▶ _Work task_
Go through the entries one line at a time, and gather every line that has the word "single".

▶ _Collection entries_
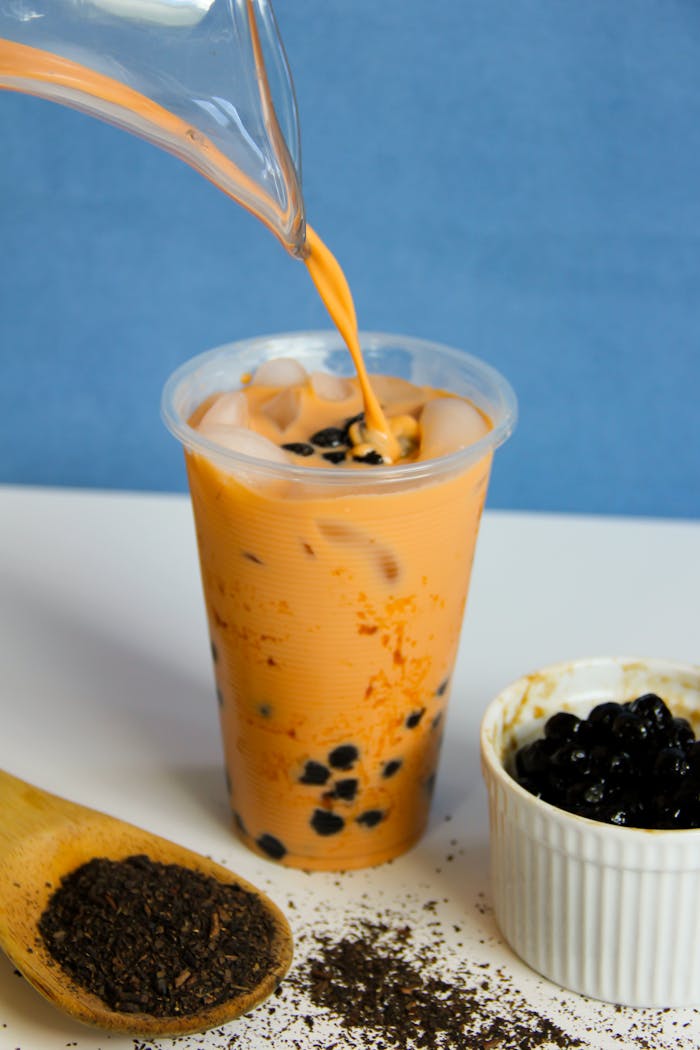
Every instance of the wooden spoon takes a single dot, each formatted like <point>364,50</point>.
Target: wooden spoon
<point>43,838</point>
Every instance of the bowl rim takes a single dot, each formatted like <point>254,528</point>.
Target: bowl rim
<point>492,763</point>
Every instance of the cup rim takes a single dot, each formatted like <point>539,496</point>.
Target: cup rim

▶ _Written response_
Every instance of the wooden spoon takes a single dot, each formatted like <point>364,50</point>.
Every instance of the bowl rim takes a single dot, each formatted like <point>254,528</point>.
Every instance of the cup rim takes a single dot, each formatted like <point>539,496</point>.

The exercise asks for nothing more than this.